• What is required:
Nothing should be left out when you copy the entries below.

Segment Open

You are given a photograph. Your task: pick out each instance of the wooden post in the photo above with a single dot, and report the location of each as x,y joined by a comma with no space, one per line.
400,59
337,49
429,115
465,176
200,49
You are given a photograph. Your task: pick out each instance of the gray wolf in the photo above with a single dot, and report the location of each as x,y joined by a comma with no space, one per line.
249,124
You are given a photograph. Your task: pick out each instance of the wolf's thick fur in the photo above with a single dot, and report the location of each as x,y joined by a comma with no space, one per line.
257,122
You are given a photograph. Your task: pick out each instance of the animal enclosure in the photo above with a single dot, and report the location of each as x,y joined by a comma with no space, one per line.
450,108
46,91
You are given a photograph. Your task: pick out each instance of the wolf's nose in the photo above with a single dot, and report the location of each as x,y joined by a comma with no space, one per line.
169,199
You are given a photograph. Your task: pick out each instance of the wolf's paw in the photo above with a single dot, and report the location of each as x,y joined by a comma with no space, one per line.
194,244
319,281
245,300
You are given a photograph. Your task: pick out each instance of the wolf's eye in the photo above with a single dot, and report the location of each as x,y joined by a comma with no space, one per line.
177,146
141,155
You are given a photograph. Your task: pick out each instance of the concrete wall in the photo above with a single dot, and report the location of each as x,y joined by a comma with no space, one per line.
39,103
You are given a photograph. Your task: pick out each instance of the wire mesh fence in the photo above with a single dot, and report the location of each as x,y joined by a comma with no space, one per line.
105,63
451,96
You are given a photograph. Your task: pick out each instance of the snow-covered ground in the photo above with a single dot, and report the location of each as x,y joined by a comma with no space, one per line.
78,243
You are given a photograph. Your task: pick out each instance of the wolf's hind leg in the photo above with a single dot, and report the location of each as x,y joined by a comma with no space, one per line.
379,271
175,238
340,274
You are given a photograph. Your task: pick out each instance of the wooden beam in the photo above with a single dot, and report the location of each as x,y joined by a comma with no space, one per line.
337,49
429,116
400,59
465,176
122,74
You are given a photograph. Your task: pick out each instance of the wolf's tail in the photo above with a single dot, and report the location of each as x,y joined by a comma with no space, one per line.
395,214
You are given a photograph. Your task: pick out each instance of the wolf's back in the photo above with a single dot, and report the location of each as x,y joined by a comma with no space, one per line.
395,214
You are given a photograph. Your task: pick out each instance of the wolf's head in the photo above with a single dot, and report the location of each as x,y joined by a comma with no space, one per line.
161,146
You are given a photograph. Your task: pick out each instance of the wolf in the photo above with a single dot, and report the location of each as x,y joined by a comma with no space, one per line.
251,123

Segment Closed

• Solution below:
You are given a photograph. Your task: pick out each instance of the wooden post in the photo above with a single dot, and report the location of each as x,y joined by a comma with no space, one per line.
400,59
337,49
429,115
465,176
200,49
You are given a photograph. Your task: pick out each instance of the gray wolf in the photo above with a single dot, and report the location of each as x,y joined by a comma with no space, one per line.
249,124
You are given a photograph. Your task: pick out each instance of the wolf's thick fur in the photo above with a single dot, and report the location of each as x,y joined by a comma with no space, one per line.
257,122
You are given a photograph. Your task: pick out each instance of the animal enclosure in the photo above with a single dot, and report the location of each as x,y joined by a comma with no space, one per line.
450,108
46,91
You are given a photograph. Your task: pick out each instance of the wolf's nose in the photo above with a single dot, and report the location of each as x,y joined by a comma with no space, one per line.
169,199
You are given a photograph. Your task: pick out each instance of the wolf's paw in the photo above with a single dot, and report the location of each as x,y joined by a comma with no space, one per line.
194,244
319,281
245,300
You are given a photograph. Your task: pick out each instance of the wolf's eye in the photo above with a single dot, and report the location of each as x,y joined by a comma with no space, one per line.
177,146
141,155
You are given a photograph. Your task: pick out each instance of the concrete wall in the photo above with a single dot, and report the location of each as x,y joined by a comma with no space, one per line.
39,103
You are given a photograph. Your task: pick out each instance of the wire mesh fence in the photo above with a single dot, and report the location of each as x,y joined by a comma with no space, one per line.
105,63
451,96
You are given a photograph. Your task: pick out each instance of the snow-covered ground in the photo above with a single dot, and report the location of each as x,y joined by a comma with no space, one per line.
78,243
You are given a photograph. Your task: pick out each instance of the wolf's hind leg in the photo above with a single dot, and report the location of each as x,y joined by a comma with no space, one per line.
379,271
175,238
340,274
You are given a photograph. Your task: pick out each instance of the wooden beam in the photo above with a single dot, and report the location of each as x,y joined by a comma with no space, one per line.
337,49
429,116
400,59
465,176
122,74
You are given a photograph. Your task: pick out each instance of the wolf's tail in the photo above with a single dot, and report the location of each as x,y joined by a comma with no space, one per line.
395,214
You are given a photograph. Your task: pick out each instance of the wolf's back in the photo above with a single dot, and report the location of each as x,y joined by a comma with no space, one per line.
395,214
You are given a photograph. Your task: pick out each instance of the wolf's head in the photo above with a single dot, and report the location of each as x,y joined by a comma with no space, one per line.
161,146
You are given a photograph. Your task: pick out each instance of the wolf in the photo above with a single dot, and report the location of each as x,y joined by a comma with no space, one per line.
251,123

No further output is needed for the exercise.